_Written request 1_: List every URL that appears in the ARROW-17447 comment.
_Written request 2_: Quote the ARROW-17447 comment from "Rightly or wrongly, I" down to "per open-source convention).".

_Extract to read_:
* * *

[
https://issues.apache.org/jira/browse/ARROW-17447?page=com.atlassian.jira.plugin.system.issuetabpanels:comment-tabpanel&focusedCommentId=17580864#comment-17580864
]
Duncan commented on ARROW-17447:
--------------------------------
Some notes from a recent first-time contributor.
* My route to contribution was _not_ "go to project website, go to
contributing page, drill down from there".
* Rather, it was:
** at work, I am working on a large codebase which uses pyarrow;
** I found a gap in functionality and believed I could fill it with a
[PR|https://github.com/apache/arrow/pull/13633];
** The natural path seemed to be to find the pyarrow project on GitHub and
find my way from there.
Rightly or wrongly, I did not know about [this
page|https://arrow.apache.org/docs/developers/contributing.html] until this
docs ticket was opened; admittedly I missed its mention at the bottom of
[CONTRIBUTING.md|https://github.com/apache/arrow/blob/master/CONTRIBUTING.md]
(which I looked for and found at the start, per open-source convention).

* * *

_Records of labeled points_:

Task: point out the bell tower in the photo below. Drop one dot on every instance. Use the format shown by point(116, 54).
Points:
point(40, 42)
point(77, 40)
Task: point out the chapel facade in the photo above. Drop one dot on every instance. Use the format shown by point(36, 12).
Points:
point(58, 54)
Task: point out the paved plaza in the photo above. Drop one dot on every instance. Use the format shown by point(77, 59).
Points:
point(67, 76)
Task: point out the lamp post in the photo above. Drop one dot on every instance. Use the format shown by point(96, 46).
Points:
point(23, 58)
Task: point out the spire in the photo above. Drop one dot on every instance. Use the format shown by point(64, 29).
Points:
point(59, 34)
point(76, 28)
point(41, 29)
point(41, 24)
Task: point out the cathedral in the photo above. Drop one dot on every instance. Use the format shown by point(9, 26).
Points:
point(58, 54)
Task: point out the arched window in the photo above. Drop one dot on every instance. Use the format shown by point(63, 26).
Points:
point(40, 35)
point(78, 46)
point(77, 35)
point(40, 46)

* * *

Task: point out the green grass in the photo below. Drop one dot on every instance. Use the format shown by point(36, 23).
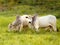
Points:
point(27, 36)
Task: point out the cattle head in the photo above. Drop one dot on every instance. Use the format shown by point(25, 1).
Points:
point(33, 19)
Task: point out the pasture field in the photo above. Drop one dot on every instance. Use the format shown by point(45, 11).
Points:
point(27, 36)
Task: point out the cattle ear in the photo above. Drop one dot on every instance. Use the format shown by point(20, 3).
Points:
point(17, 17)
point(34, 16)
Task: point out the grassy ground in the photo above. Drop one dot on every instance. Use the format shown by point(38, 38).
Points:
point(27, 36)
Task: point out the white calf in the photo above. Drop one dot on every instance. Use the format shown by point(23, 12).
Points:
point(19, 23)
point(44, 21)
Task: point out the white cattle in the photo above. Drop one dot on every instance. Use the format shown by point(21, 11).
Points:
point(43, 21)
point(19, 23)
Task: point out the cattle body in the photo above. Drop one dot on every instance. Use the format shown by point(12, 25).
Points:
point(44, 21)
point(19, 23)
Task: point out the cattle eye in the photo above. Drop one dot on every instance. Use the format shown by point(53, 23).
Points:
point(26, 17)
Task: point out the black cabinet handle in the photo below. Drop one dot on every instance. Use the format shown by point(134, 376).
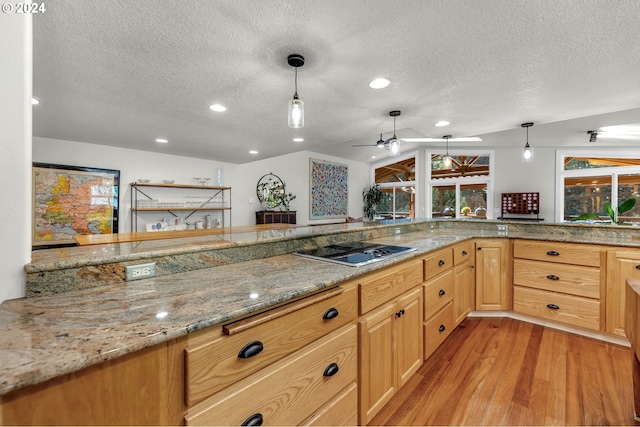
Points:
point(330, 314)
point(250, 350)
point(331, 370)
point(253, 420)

* * *

_Correct result 1_:
- https://issues.apache.org/jira/browse/ARROW-17447?page=com.atlassian.jira.plugin.system.issuetabpanels:comment-tabpanel&focusedCommentId=17580864#comment-17580864
- https://github.com/apache/arrow/pull/13633
- https://arrow.apache.org/docs/developers/contributing.html
- https://github.com/apache/arrow/blob/master/CONTRIBUTING.md

_Correct result 2_:
Rightly or wrongly, I did not know about [this
page|https://arrow.apache.org/docs/developers/contributing.html] until this
docs ticket was opened; admittedly I missed its mention at the bottom of
[CONTRIBUTING.md|https://github.com/apache/arrow/blob/master/CONTRIBUTING.md]
(which I looked for and found at the start, per open-source convention).